* Task directions *
Please print every record below exactly as it appears.

(Object position labeling entries)
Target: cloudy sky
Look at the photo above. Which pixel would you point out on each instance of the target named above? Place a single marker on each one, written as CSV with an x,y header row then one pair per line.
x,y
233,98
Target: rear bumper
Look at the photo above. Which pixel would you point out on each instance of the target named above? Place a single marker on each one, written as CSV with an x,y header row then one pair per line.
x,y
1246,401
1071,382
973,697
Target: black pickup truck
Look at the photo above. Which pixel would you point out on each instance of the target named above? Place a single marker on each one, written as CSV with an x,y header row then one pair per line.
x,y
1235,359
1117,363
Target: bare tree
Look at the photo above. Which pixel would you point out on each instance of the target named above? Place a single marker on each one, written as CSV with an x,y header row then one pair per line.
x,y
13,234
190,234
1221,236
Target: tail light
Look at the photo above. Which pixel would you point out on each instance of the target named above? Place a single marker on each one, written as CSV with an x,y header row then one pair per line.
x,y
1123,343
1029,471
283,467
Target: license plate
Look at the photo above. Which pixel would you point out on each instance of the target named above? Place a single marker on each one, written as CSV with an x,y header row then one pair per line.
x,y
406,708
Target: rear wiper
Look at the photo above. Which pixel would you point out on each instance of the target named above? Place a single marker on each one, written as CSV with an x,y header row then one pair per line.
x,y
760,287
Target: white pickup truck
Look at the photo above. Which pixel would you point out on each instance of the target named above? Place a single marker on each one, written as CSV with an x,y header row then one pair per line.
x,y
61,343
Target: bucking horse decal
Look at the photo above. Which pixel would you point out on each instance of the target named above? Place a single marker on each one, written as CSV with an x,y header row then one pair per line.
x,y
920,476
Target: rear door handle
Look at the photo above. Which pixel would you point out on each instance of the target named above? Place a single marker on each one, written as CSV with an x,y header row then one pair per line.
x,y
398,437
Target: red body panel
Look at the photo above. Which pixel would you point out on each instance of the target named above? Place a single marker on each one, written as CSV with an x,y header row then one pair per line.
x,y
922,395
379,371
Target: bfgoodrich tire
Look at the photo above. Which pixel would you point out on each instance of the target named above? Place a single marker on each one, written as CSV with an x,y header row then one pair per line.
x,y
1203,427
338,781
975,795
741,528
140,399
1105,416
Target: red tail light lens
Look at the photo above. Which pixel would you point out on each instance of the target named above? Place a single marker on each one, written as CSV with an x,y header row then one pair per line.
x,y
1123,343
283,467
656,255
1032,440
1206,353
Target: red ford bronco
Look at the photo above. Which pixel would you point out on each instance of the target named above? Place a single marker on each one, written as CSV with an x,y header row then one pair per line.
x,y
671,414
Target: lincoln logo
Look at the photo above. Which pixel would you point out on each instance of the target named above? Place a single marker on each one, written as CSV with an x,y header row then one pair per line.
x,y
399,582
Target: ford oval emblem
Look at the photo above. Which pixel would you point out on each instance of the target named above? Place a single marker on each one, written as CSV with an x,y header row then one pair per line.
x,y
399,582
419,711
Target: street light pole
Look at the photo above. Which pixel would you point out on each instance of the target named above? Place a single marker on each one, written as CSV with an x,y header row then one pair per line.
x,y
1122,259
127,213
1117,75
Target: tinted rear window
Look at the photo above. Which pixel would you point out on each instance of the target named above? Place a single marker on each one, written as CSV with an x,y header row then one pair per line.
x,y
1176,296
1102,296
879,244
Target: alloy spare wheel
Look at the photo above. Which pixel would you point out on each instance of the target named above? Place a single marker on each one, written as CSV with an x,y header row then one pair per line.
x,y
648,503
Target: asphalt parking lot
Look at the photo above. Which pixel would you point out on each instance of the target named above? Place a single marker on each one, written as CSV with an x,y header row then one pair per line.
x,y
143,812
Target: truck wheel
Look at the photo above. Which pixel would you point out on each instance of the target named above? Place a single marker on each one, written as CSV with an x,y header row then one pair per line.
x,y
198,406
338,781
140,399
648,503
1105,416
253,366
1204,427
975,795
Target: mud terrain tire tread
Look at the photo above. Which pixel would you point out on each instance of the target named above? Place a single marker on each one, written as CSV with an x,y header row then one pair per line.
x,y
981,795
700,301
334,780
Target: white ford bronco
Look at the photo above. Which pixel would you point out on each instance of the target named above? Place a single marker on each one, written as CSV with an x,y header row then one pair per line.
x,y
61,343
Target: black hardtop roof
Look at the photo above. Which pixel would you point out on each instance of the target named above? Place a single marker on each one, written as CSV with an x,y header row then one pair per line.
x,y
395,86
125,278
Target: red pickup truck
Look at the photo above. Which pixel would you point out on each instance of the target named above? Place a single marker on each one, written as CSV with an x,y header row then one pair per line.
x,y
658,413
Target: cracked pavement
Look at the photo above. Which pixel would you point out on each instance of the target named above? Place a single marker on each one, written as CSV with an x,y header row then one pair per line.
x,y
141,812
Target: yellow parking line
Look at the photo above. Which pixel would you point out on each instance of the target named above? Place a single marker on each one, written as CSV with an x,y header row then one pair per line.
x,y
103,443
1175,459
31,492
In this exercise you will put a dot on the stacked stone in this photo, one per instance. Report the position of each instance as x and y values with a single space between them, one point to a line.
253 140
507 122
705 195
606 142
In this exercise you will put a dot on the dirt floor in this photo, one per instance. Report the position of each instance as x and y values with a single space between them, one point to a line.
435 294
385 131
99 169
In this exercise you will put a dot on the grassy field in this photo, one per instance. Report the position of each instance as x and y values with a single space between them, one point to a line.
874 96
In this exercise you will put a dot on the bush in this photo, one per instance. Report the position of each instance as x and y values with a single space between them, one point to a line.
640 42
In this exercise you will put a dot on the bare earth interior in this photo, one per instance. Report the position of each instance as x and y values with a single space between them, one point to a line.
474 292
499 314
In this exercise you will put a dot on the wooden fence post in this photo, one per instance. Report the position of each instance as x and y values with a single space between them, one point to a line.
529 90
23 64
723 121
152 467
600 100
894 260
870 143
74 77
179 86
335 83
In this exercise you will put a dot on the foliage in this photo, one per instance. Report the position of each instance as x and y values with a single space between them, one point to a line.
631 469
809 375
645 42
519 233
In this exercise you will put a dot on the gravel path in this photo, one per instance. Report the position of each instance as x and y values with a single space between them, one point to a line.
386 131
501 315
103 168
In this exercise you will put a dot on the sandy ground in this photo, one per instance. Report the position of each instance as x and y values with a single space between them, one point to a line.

* Response below *
Target: cloudy sky
Look at the photo above. Which pixel would you point out on each instance of the target named above? Place a single marker on each one, written as CSV with an x,y header row then one pair per line.
x,y
233,98
Target: rear bumper
Look at the photo above. Which pixel would you point out on each instance of the target named above? Place a single marker on each one, written as CSV with an x,y header row then one pair per line.
x,y
1246,401
1071,382
973,697
Target: black pickup truck
Look at the photo above. Which pixel would you point out on each instance of the target named above? Place a single marker on each one, written as CSV with an x,y header row then one pair per line.
x,y
1235,359
1117,363
Target: bare tree
Look at the photo above. Which pixel would you point out on each instance of the target named above? Place a single marker on each one, written as CSV with an x,y header row then one pair per line.
x,y
13,234
190,234
1221,236
Target: tail light
Look at the photo above. Which pixel would you point out on each instance of the target named above? Place a single marker on each one, written as CSV with an x,y header row then one pair per line.
x,y
1123,343
1029,471
283,467
Target: license plate
Look at the photo above. Which pixel would you point out on each instance of the target named above? Place a single marker on each one, written as CSV with an x,y header row then one pair per line.
x,y
406,708
Target: rear wiper
Look at the photo above. Which pixel would you point out on each instance of the target named above? Place a single marker on each one, written as CSV with an x,y header row then one pair per line.
x,y
760,287
Target: white pickup truck
Look at the photo above. Which pixel would you point out on each instance of the target named above? Place a single marker on each one, written as CSV with an x,y header row then one pair per line.
x,y
61,343
Target: bucking horse decal
Look at the photo above. Which pixel would you point out on each instance of the target named above? Place a single marker on each one, written as CSV with an x,y header row then one pair per line.
x,y
920,476
Target: rear door handle
Look at the photo above. Which pixel would you point out on each instance of the target named above? Place a single marker on each one, written as CSV with an x,y header row then one pair per line.
x,y
398,437
Target: red body panel
Look at the photo above. Which pixel would you point out on each instance of the target named above? Place a single marker on each one, written as CSV with an x,y header row then one pair per line.
x,y
922,395
379,371
Target: bfgoodrich tire
Look at the photo above. Which pixel would you point out on each instance of the target named above? Place a single marker on each one, written as CSV with an x,y header row then one pair per line.
x,y
1203,427
338,781
975,795
741,528
140,399
1105,416
Target: red tail light lens
Look at the photo above. Which pixel would you point out on each instance of the target named above? Place a single marker on each one, written as CSV with an x,y header row then one pair per line.
x,y
1123,343
283,467
656,255
1032,440
1206,353
Target: red ford bronco
Look at the photo above. Which pixel would you point out on each instance of the target named above? Place a single marker on each one, written as CSV with an x,y header row then one pair per line.
x,y
671,414
Target: lincoln logo
Look at the photo above. Which pixel would you point out on each instance of the target named above? Place a single marker on each one, written as CSV with an x,y header row then one pair per line.
x,y
399,582
Target: ford oval emblem
Look at the photo above. Which pixel would you point out on each instance of the target named above? Place a single marker on each one, written as CSV with an x,y header row then one pair per line.
x,y
399,582
419,711
Target: street light pole
Look at the photo above. Which pixel would you point out on each instance of the target named above? Place a single marker on each one, written as CSV with an x,y header row then one pair per line.
x,y
1122,259
127,213
1117,75
Target: tinted rear window
Look at the photo above. Which pixel would you point out on each instance of the target named above? Place a single marker on each one, written as CSV with an x,y header row then one pair per line.
x,y
1176,296
1102,296
879,244
Target: alloy spare wheel
Look at the photo above. Which pixel would you point out on each instance of the target named above? Place a single marker on each one, written as CSV with an x,y header row then one pair per line.
x,y
648,503
Target: asphalt parking lot
Look at the photo above. Which pixel would you point out on each instance of the target named above? Place a single marker on each one, written as CSV with an x,y header row then one pair per line.
x,y
143,812
Target: truck wheel
Look at the photo above. Which pixel would you point out on each instance of the target named above? Place a single marker on each one, written as CSV with an x,y header row then one pair per line.
x,y
198,406
338,781
140,399
648,503
1105,416
253,366
1204,427
975,795
Target: mud terrain tire tread
Look at the photo above. Which pixel would you point out on each instance of the target named above? Place a single marker on each one, written as CSV with an x,y header row then one pair per line.
x,y
981,795
700,301
334,780
Target: white ford bronco
Look at the photo above. Which pixel would you point out on each instance of the target named above? Place a single marker on each one, written as CSV with an x,y header row then one pair per line.
x,y
61,343
Target: black hardtop roof
Look at the photo above. Which pixel would you point out on each instance of the target named above? Place a single marker on each one, written as CSV with an x,y header row then one pair per line.
x,y
395,86
125,278
Target: red pickup truck
Look at the photo above. Which pixel would you point out on each instance of the target named above? Place a single marker on each one, written as CSV with an x,y header row then one pair per line.
x,y
658,413
Target: cracked pavement
Look at the photo above. Which pixel would you point out on each instance of the target named above? Place a single marker on each one, written as CSV with an x,y header row then one pair per line.
x,y
141,812
Target: yellow parking line
Look at the photo above. Which pixel would you point out on each instance of the target named above? Place a single marker on each one, written as CSV with an x,y header row then one pair per line.
x,y
103,443
1175,459
31,492
In this exercise you will put a dot on the stacked stone in this photo, one per instance. Report the position of each instance as x and y values with a single space between them, one point to a line.
253 140
507 122
705 195
606 142
In this exercise you will put a dot on the dirt floor in this photo, one per instance. Report the position of each instance as x and y values with a single space between them, one point to a line.
435 294
385 131
99 169
In this exercise you will put a dot on the grassy field in this photo, one per instance. Report the position of each instance as x and y values with a single space between them, one point to a line.
874 96
In this exercise you will put a dot on the bush in this photo, one per instance. Report the position of each instance as x and y values with a single space between them, one point to a line.
640 42
In this exercise you will put a dot on the bare earth interior in this photo, one per instance. Report the position of each instance as x and y values with a single space between them, one point to a line.
474 292
499 314
In this exercise you will put a dot on the wooden fence post in this photo, one per instance. Report the position of each instance as x and y values with a single space between them, one point to a line.
529 90
23 64
723 121
152 467
600 100
894 260
870 143
74 77
179 86
335 83
In this exercise you will put a dot on the foliage in this photo, one per instance. Report the position of each instance as x and y values with a single space between them, one point to a line.
631 469
809 375
645 42
519 233
In this exercise you will put a dot on the gravel path in this photo, one per instance. Report the position of each instance as x and y values with a single space between them, one point to a line.
386 131
501 315
103 168
In this exercise you will put a dot on the sandy ground in this photo, one per instance. Report the position of each instance as x and y values with a single space between them, one point to a line.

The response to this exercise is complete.